Set task:
Output the entries as a numbered list, leaving out any blank lines, beginning at the line that contains "Can you spot the windmill sail" and stopping after the line that contains "[[754, 344]]".

(A run of records)
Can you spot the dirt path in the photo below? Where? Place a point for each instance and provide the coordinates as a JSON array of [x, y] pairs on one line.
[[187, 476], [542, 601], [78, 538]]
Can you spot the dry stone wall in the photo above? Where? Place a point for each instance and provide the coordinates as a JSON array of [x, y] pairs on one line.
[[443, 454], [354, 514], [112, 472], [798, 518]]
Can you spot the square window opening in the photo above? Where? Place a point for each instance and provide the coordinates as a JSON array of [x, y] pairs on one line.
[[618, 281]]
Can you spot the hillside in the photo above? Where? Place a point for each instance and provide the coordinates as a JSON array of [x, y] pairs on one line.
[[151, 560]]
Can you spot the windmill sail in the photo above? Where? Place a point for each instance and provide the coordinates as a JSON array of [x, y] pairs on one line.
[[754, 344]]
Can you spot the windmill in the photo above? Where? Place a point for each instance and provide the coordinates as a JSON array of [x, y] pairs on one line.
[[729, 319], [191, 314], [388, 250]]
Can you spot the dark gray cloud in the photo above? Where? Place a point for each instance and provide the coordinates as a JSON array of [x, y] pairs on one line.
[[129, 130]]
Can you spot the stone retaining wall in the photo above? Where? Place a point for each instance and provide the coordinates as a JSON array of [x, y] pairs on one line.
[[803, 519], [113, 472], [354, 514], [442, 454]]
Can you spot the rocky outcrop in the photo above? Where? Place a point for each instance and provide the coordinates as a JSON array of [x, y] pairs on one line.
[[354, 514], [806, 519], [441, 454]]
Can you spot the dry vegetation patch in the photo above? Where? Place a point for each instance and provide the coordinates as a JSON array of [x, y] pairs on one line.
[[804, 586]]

Complete answer:
1. Can you spot the windmill sail in the photo above? Where? Place a point for each instance and provide the coordinates as a JSON array of [x, y] pairs on one line.
2. [[754, 344]]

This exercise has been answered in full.